## Passage provided:
··········
Weather conditions eyed in Kobe Bryant helicopter crash
Officials in Los Angeles said late Sunday that dense fog in Southern California likely played a role in the deadly crash in Calabasas that claimed the lives of nine people, including NBA great Kobe Bryant and his teenage daughter.
Several experts pointed to the poor flying conditions in the area and said fog will likely play a key part in the investigation, the Los Angeles Times reported. Dense fog covered the area and continued to hang low on the Santa Monica mountain range hours after the crash.
The Sikorsky S-76 helicopter went down in Calabasas, about 30 miles northwest of downtown Los Angeles.
“The weather conditions did not meet our minimum standards for flying,” Josh Rubenstein, a spokesman for the Los Angeles Police Department, told the paper. He pointed out that the department’s Air Support Division did not fly helicopters early on due to the conditions.
··········
Reproduce everything from "Several experts pointed" down to "after the crash." in the article on the Kobe Bryant helicopter crash, word for word.

## Dataset extract:
··········
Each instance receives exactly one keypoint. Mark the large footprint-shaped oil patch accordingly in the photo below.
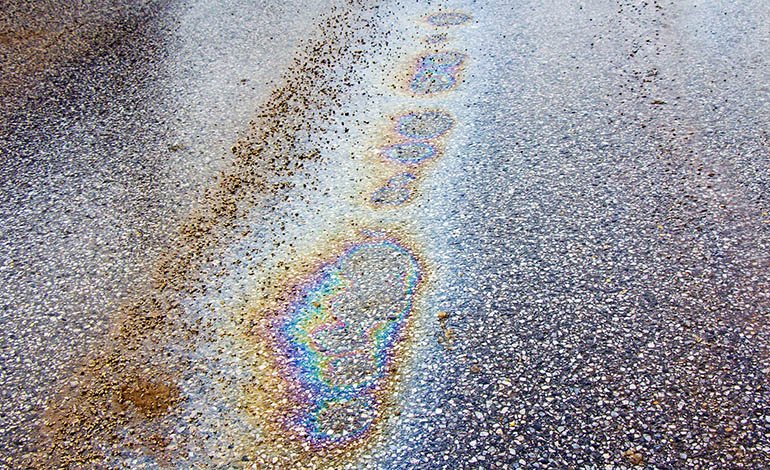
··········
## Response for this exercise:
Several experts pointed to the poor flying conditions in the area and said fog will likely play a key part in the investigation, the Los Angeles Times reported. Dense fog covered the area and continued to hang low on the Santa Monica mountain range hours after the crash.